Try it:
Search the entries for the word "clothes". Copy every line where it turns up.
Information given: Begin
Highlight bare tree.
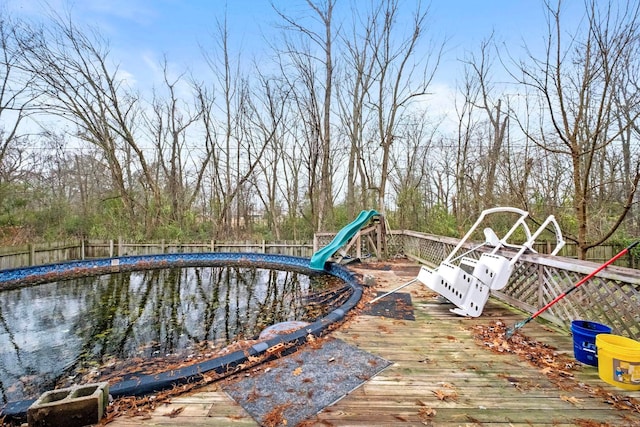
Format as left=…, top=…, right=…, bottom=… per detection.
left=453, top=51, right=484, bottom=228
left=615, top=45, right=640, bottom=236
left=337, top=2, right=380, bottom=218
left=368, top=0, right=443, bottom=214
left=249, top=72, right=290, bottom=240
left=463, top=35, right=509, bottom=207
left=0, top=12, right=37, bottom=185
left=513, top=0, right=640, bottom=258
left=201, top=15, right=268, bottom=239
left=18, top=11, right=162, bottom=235
left=388, top=113, right=435, bottom=230
left=145, top=59, right=209, bottom=229
left=273, top=0, right=336, bottom=231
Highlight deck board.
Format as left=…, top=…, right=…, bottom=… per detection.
left=106, top=259, right=640, bottom=426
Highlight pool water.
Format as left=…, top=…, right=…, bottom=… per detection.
left=0, top=265, right=348, bottom=403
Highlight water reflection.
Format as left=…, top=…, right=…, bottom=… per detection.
left=0, top=266, right=346, bottom=403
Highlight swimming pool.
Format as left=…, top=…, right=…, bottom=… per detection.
left=0, top=253, right=362, bottom=422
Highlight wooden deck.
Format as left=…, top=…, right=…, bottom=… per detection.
left=106, top=260, right=640, bottom=426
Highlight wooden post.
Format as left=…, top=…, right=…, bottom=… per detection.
left=538, top=263, right=544, bottom=307
left=377, top=218, right=384, bottom=259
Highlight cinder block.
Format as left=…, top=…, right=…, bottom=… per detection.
left=27, top=382, right=109, bottom=427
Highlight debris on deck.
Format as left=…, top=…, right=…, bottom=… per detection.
left=473, top=321, right=640, bottom=415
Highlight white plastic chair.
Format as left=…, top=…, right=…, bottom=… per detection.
left=418, top=207, right=565, bottom=317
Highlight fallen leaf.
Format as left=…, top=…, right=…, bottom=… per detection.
left=262, top=403, right=291, bottom=427
left=560, top=395, right=583, bottom=405
left=433, top=389, right=458, bottom=401
left=293, top=366, right=303, bottom=376
left=419, top=407, right=437, bottom=417
left=162, top=406, right=184, bottom=418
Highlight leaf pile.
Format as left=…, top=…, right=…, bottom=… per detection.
left=58, top=337, right=263, bottom=391
left=472, top=320, right=640, bottom=416
left=102, top=384, right=192, bottom=424
left=261, top=402, right=292, bottom=427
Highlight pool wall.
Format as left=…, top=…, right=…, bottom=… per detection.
left=0, top=253, right=363, bottom=422
left=0, top=253, right=338, bottom=289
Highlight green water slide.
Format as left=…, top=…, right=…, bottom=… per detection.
left=309, top=209, right=380, bottom=271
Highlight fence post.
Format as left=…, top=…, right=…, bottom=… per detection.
left=29, top=244, right=35, bottom=266
left=538, top=262, right=544, bottom=307
left=377, top=220, right=384, bottom=259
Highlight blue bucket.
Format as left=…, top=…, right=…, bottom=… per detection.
left=571, top=320, right=612, bottom=366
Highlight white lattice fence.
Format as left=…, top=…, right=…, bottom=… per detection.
left=399, top=231, right=640, bottom=340
left=398, top=230, right=458, bottom=267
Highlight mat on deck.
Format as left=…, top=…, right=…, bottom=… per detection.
left=362, top=291, right=415, bottom=320
left=223, top=338, right=391, bottom=426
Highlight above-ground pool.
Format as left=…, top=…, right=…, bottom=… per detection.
left=0, top=253, right=362, bottom=422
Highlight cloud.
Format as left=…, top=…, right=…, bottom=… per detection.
left=427, top=82, right=458, bottom=117
left=82, top=0, right=159, bottom=26
left=409, top=81, right=459, bottom=134
left=115, top=67, right=137, bottom=89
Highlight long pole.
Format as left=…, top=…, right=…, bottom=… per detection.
left=369, top=278, right=418, bottom=304
left=506, top=241, right=639, bottom=338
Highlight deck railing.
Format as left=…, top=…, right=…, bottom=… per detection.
left=1, top=232, right=639, bottom=340
left=398, top=230, right=640, bottom=341
left=0, top=239, right=314, bottom=270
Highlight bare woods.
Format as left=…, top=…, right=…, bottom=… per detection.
left=1, top=1, right=639, bottom=260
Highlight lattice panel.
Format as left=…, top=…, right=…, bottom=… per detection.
left=401, top=234, right=449, bottom=266
left=571, top=278, right=640, bottom=339
left=503, top=262, right=542, bottom=307
left=497, top=260, right=640, bottom=339
left=385, top=233, right=404, bottom=257
left=399, top=233, right=640, bottom=340
left=316, top=235, right=334, bottom=248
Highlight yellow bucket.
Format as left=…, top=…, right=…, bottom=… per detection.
left=596, top=334, right=640, bottom=391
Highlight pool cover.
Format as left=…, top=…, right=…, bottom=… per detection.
left=223, top=337, right=390, bottom=426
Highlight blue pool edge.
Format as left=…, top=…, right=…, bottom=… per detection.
left=0, top=253, right=363, bottom=422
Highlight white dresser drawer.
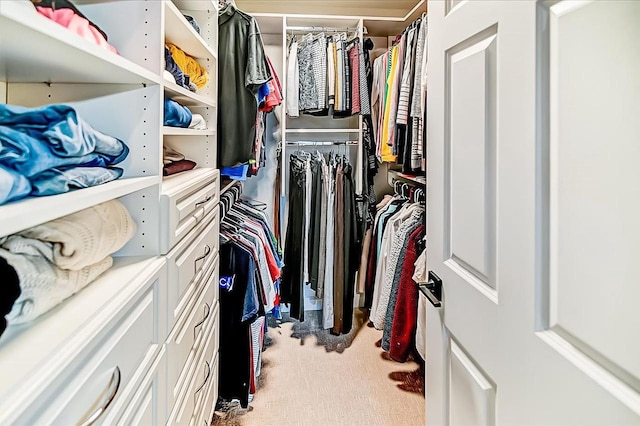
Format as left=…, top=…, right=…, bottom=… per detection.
left=1, top=258, right=168, bottom=426
left=167, top=314, right=218, bottom=426
left=160, top=168, right=219, bottom=254
left=101, top=346, right=168, bottom=426
left=166, top=211, right=218, bottom=329
left=193, top=353, right=219, bottom=426
left=167, top=255, right=219, bottom=408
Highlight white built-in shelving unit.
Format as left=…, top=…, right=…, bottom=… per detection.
left=0, top=0, right=220, bottom=424
left=250, top=14, right=366, bottom=197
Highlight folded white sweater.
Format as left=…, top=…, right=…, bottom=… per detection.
left=1, top=248, right=112, bottom=324
left=2, top=199, right=135, bottom=271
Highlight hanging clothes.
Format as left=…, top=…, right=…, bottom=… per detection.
left=218, top=4, right=272, bottom=167
left=281, top=151, right=361, bottom=335
left=218, top=183, right=282, bottom=408
left=364, top=184, right=426, bottom=362
left=286, top=40, right=300, bottom=117
left=371, top=17, right=428, bottom=174
left=285, top=32, right=370, bottom=120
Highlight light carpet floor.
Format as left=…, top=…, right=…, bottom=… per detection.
left=214, top=311, right=425, bottom=426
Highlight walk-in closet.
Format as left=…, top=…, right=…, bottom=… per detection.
left=1, top=0, right=639, bottom=425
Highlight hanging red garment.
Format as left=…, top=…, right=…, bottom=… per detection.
left=389, top=224, right=424, bottom=362
left=259, top=57, right=283, bottom=112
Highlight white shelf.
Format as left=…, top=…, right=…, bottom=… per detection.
left=162, top=168, right=217, bottom=194
left=0, top=256, right=165, bottom=406
left=164, top=1, right=217, bottom=61
left=164, top=81, right=216, bottom=108
left=220, top=179, right=240, bottom=195
left=0, top=176, right=157, bottom=238
left=163, top=126, right=215, bottom=136
left=172, top=0, right=217, bottom=12
left=0, top=1, right=160, bottom=85
left=388, top=169, right=426, bottom=186
left=285, top=128, right=361, bottom=134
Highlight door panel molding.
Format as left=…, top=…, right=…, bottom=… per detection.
left=445, top=0, right=467, bottom=16
left=536, top=0, right=640, bottom=414
left=444, top=24, right=498, bottom=303
left=537, top=330, right=640, bottom=416
left=448, top=337, right=496, bottom=426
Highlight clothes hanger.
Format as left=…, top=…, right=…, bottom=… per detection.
left=240, top=197, right=268, bottom=210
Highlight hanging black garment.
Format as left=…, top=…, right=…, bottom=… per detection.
Information given: End
Finished exercise:
Highlight hanging clothes.
Highlight clothes hanger.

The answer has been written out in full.